▶ [Task directions]:
Return verbatim the stretch of the records below from the line containing "Query: <item>car windshield</item>" through the line containing "75), (183, 75)]", both included.

▶ [Data rows]:
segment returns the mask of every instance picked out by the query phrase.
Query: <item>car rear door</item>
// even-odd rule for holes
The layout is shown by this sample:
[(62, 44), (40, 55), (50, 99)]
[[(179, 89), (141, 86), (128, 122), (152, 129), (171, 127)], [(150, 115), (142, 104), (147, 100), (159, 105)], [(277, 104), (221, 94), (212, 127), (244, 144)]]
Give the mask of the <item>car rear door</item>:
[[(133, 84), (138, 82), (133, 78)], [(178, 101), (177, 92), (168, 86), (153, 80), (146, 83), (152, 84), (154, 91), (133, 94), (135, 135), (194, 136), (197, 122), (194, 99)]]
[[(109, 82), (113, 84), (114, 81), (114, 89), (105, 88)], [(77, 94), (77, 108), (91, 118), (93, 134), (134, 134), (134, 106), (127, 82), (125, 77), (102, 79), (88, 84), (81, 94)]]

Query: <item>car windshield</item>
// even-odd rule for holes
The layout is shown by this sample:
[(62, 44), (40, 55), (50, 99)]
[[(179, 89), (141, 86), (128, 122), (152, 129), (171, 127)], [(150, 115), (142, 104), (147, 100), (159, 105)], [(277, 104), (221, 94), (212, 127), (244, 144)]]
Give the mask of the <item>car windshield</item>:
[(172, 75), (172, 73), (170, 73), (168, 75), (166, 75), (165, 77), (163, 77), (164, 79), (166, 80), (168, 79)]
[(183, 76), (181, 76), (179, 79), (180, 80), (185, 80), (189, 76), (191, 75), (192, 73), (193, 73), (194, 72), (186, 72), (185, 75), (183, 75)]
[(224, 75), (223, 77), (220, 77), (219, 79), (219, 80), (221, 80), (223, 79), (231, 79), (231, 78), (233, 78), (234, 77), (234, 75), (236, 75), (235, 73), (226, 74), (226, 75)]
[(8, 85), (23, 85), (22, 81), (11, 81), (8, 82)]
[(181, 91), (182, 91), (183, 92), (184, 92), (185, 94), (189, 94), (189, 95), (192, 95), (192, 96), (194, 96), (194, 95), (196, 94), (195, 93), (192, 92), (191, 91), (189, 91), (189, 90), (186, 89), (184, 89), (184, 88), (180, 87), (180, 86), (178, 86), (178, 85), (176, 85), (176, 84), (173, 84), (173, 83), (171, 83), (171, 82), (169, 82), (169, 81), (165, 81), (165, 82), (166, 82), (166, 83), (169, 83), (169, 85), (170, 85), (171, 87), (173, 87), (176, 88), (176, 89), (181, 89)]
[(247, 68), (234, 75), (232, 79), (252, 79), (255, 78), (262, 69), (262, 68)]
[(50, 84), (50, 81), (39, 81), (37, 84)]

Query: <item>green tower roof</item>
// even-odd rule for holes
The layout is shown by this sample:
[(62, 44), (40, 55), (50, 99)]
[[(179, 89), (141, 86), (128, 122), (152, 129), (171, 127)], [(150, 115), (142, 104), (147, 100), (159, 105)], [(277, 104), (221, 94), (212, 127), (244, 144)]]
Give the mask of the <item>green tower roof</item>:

▶ [Solution for this problem]:
Query: <item>car windshield</item>
// even-odd rule for holes
The layout is shown by this sample:
[(62, 44), (40, 55), (50, 99)]
[[(179, 89), (141, 86), (128, 122), (152, 129), (171, 127)], [(150, 115), (142, 104), (147, 100), (159, 105)], [(277, 104), (221, 94), (212, 127), (244, 144)]]
Give the mask of the <item>car windshield</item>:
[(172, 75), (172, 73), (170, 73), (168, 75), (166, 75), (165, 77), (163, 77), (164, 79), (166, 80), (168, 79)]
[(183, 76), (181, 76), (179, 79), (180, 80), (185, 80), (189, 76), (191, 75), (192, 73), (193, 73), (194, 72), (186, 72), (185, 75), (183, 75)]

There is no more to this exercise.